*** EXTRACT TO READ ***

Thursday, April 2, 2015

Something in my Mind: All Lives Matter

 

I have always been impressed with Martin Luther King's “I Have a Dream” speech. Every one that matters—loaded phrase, friends—should read it and practise it. It should be hanging on the walls of every home and institution, memorized and celebrated by every school kid in North America.

I was a school kid myself when he was gunned down, just five years after John Kennedy was assassinated. I wasn't aware of who he was or the deep moral relevance for his time. But I am aware that there needs to be another Martin Luther King today to rise to the occasion. We need his balanced view on race more than ever.

In other words, more King and less Sharpton. We really need fewer clowns in this circus called life.

Here's one excerpt from Dr. King's speech: “...In the process of gaining our rightful place, we must not be guilty of wrongful deeds. Let us not seek to satisfy our thirst for freedom by drinking from the cup of bitterness and hatred. We must forever conduct our struggle on the high plane of dignity and discipline. We must not allow our creative protest to degenerate into physical violence...”

*** End of EXTRACT TO READ ***
*** RECORDS SUPPLIED ***

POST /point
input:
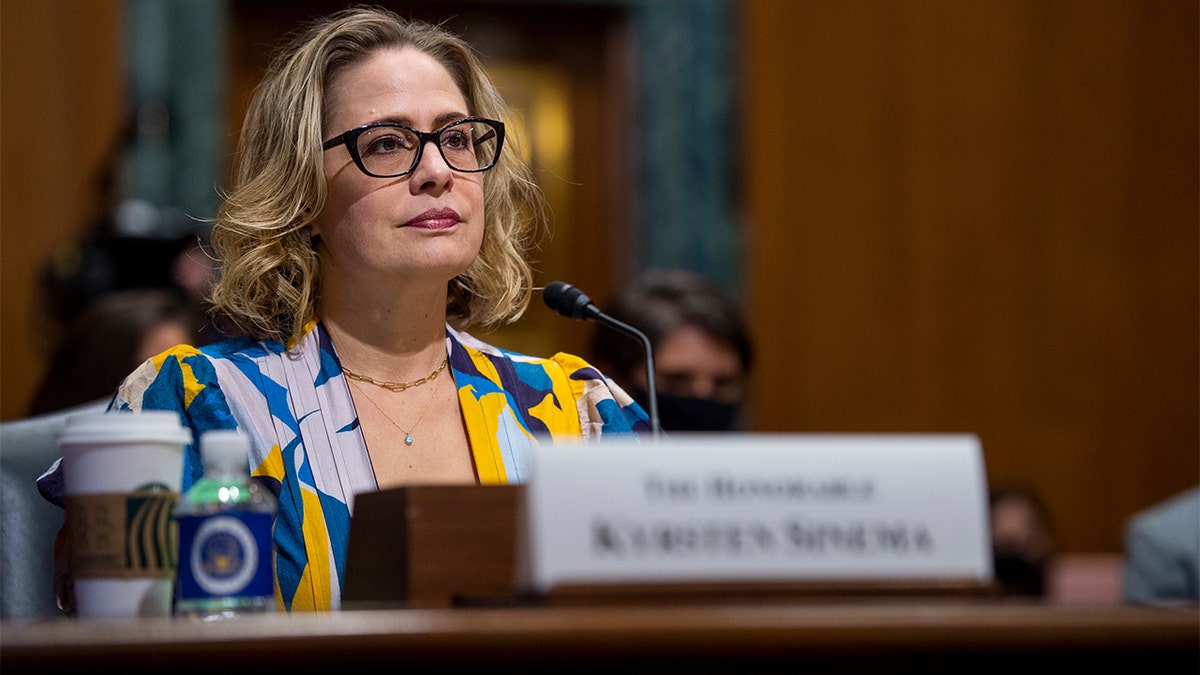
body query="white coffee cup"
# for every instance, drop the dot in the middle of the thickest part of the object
(121, 478)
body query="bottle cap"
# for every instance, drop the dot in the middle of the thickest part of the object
(225, 447)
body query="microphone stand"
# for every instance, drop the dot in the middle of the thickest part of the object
(651, 388)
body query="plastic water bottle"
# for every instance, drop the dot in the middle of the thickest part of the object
(225, 536)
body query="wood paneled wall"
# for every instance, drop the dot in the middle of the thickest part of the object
(61, 91)
(982, 216)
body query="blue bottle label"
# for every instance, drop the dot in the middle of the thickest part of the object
(225, 555)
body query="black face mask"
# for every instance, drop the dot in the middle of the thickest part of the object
(1018, 575)
(688, 413)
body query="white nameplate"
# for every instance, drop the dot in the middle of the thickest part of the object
(759, 507)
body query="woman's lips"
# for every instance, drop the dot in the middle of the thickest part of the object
(435, 219)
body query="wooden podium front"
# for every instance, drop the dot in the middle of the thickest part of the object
(432, 545)
(454, 545)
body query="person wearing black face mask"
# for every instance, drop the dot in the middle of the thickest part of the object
(702, 350)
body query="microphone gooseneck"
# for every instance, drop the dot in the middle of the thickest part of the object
(573, 303)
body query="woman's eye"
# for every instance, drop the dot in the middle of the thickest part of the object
(455, 139)
(387, 143)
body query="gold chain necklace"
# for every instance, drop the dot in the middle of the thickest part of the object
(408, 432)
(396, 386)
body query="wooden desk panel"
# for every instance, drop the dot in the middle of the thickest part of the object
(820, 637)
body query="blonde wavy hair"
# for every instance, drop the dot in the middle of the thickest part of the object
(270, 274)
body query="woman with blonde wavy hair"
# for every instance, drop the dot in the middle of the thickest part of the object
(378, 213)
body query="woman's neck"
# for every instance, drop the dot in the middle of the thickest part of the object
(399, 338)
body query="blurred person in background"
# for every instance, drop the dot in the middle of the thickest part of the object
(109, 338)
(702, 350)
(1023, 541)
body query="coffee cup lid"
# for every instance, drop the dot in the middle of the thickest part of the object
(161, 426)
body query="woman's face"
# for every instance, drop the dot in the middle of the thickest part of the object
(424, 226)
(690, 363)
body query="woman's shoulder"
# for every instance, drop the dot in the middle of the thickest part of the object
(571, 364)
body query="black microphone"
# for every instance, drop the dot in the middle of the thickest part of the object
(573, 303)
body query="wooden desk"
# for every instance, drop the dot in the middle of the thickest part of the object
(833, 637)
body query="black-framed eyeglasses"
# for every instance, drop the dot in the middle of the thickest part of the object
(388, 150)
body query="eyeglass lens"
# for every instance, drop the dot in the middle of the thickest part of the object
(391, 150)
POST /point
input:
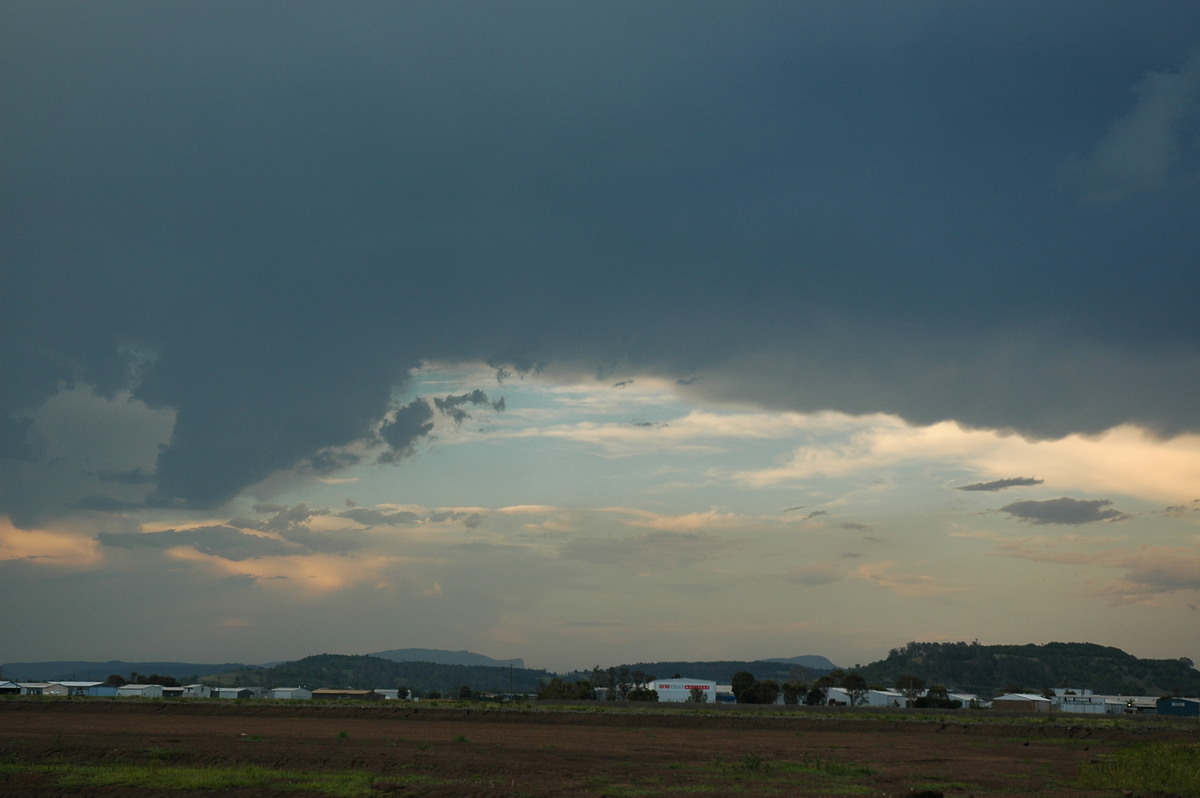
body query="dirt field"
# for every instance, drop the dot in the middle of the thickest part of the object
(415, 750)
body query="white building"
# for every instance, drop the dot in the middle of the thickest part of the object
(1089, 705)
(70, 688)
(33, 688)
(682, 689)
(139, 691)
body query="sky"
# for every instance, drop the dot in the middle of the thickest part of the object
(598, 333)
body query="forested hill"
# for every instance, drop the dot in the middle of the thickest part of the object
(719, 671)
(991, 670)
(364, 672)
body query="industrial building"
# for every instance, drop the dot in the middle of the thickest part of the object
(682, 690)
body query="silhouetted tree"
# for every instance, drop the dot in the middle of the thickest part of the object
(741, 681)
(910, 685)
(795, 691)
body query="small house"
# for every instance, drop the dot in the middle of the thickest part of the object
(70, 688)
(139, 691)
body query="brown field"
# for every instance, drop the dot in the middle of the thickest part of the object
(418, 750)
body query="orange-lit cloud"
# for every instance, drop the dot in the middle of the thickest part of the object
(57, 547)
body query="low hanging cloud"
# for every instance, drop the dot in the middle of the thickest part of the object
(543, 197)
(1001, 484)
(227, 543)
(1065, 511)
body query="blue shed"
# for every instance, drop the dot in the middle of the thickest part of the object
(1171, 706)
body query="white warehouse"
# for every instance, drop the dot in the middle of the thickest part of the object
(681, 689)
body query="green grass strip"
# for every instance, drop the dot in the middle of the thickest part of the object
(1165, 767)
(339, 784)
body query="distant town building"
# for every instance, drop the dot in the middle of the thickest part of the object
(682, 689)
(1173, 706)
(139, 691)
(1021, 702)
(346, 695)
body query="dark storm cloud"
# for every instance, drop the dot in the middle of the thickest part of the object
(405, 427)
(451, 406)
(1001, 484)
(1065, 511)
(129, 477)
(105, 504)
(262, 216)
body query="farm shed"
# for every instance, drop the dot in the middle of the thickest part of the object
(681, 689)
(239, 693)
(139, 691)
(1186, 707)
(347, 695)
(1021, 702)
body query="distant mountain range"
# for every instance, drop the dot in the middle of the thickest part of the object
(985, 670)
(441, 657)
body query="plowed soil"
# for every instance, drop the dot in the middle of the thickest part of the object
(414, 750)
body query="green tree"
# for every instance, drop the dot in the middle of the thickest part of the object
(741, 681)
(795, 691)
(765, 691)
(911, 687)
(856, 688)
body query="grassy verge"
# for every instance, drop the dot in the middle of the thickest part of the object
(1164, 767)
(345, 784)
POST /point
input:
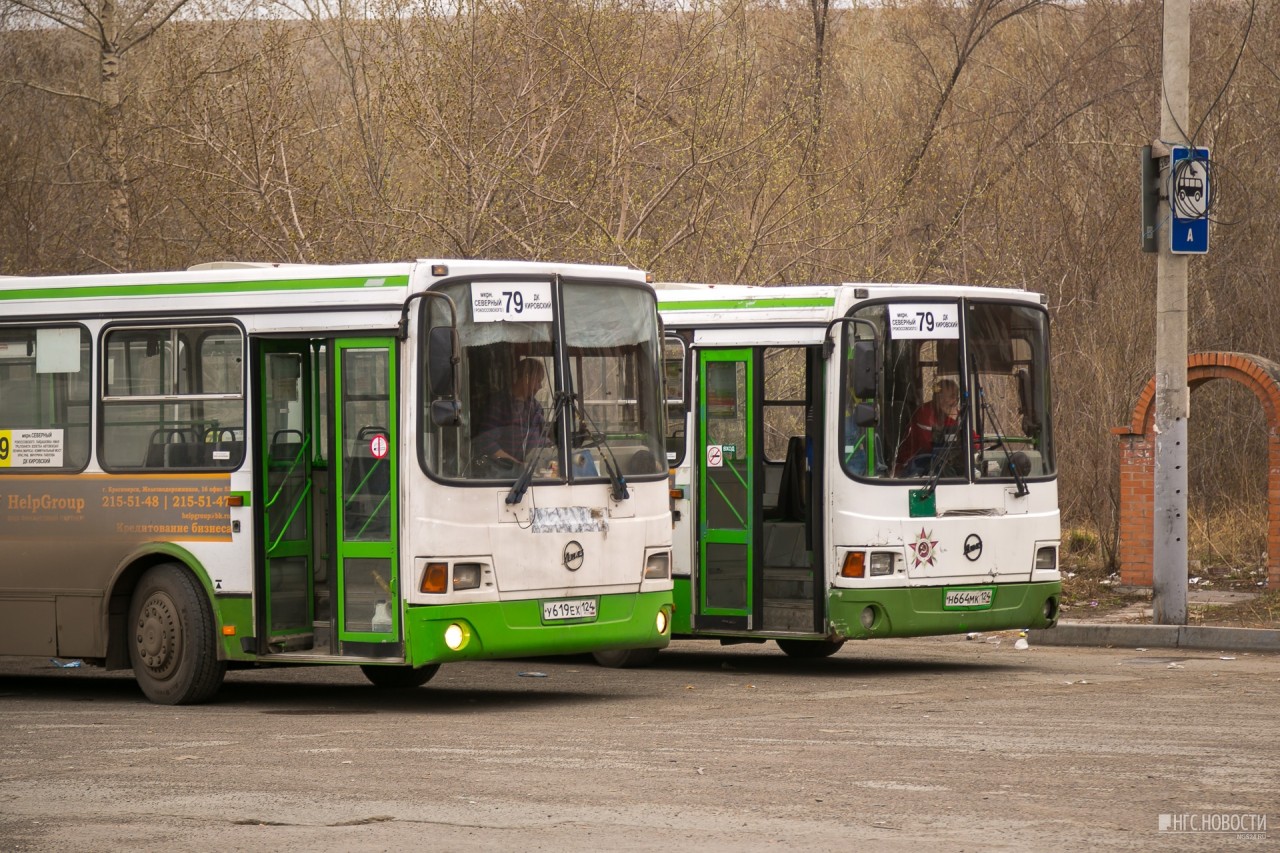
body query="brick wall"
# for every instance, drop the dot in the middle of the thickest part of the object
(1138, 460)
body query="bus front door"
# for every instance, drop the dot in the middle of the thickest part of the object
(366, 471)
(726, 491)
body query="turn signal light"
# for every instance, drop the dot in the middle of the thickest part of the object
(435, 578)
(854, 565)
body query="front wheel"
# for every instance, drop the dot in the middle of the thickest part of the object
(810, 649)
(400, 678)
(626, 658)
(172, 642)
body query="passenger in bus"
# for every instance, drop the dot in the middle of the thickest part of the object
(931, 427)
(513, 424)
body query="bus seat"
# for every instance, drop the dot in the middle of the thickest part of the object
(791, 497)
(168, 442)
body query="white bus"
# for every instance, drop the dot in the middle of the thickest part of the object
(254, 464)
(817, 497)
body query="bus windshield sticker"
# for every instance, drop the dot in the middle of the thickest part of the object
(517, 301)
(931, 320)
(31, 448)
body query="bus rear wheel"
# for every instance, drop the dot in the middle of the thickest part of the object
(172, 643)
(400, 678)
(810, 649)
(626, 658)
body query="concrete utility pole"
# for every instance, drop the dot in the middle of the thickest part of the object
(1173, 396)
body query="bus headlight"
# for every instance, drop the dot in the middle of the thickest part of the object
(854, 565)
(466, 575)
(658, 565)
(456, 635)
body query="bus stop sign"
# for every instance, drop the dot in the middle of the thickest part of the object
(1188, 200)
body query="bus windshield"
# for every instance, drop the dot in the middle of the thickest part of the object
(961, 393)
(565, 401)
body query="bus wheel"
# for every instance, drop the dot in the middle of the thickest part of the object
(810, 649)
(400, 678)
(626, 658)
(172, 643)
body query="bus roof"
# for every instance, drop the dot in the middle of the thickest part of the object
(237, 287)
(694, 304)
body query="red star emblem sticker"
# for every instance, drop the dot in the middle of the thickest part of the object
(924, 548)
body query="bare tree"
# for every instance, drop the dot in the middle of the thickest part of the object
(114, 27)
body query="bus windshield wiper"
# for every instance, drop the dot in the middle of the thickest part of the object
(526, 475)
(940, 461)
(611, 463)
(1014, 464)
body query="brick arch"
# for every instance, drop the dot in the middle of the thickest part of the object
(1138, 460)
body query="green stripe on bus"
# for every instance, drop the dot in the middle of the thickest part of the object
(202, 288)
(711, 305)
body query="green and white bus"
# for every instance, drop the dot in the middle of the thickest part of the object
(254, 464)
(803, 511)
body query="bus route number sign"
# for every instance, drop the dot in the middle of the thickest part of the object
(511, 301)
(923, 320)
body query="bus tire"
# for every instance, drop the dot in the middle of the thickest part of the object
(809, 649)
(626, 658)
(400, 678)
(172, 643)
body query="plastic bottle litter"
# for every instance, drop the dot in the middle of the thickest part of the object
(382, 623)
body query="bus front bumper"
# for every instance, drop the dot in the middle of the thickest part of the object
(487, 630)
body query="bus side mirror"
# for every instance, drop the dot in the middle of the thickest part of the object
(865, 363)
(442, 347)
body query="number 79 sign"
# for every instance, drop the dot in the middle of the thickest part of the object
(511, 301)
(932, 320)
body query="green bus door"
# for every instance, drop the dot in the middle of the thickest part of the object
(287, 448)
(726, 491)
(366, 471)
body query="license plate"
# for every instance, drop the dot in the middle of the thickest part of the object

*** End of RECORDS SUPPLIED ***

* **PROBLEM**: Rewrite the stretch of the blog post from "Something in my" through "more than ever.", putting "inspired" in place of "impressed". The entries are not needed for this work.

* **FINISHED TASK**:
Something in my Mind: All Lives Matter

 

I have always been inspired with Martin Luther King's “I Have a Dream” speech. Every one that matters—loaded phrase, friends—should read it and practise it. It should be hanging on the walls of every home and institution, memorized and celebrated by every school kid in North America.

I was a school kid myself when he was gunned down, just five years after John Kennedy was assassinated. I wasn't aware of who he was or the deep moral relevance for his time. But I am aware that there needs to be another Martin Luther King today to rise to the occasion. We need his balanced view on race more than ever.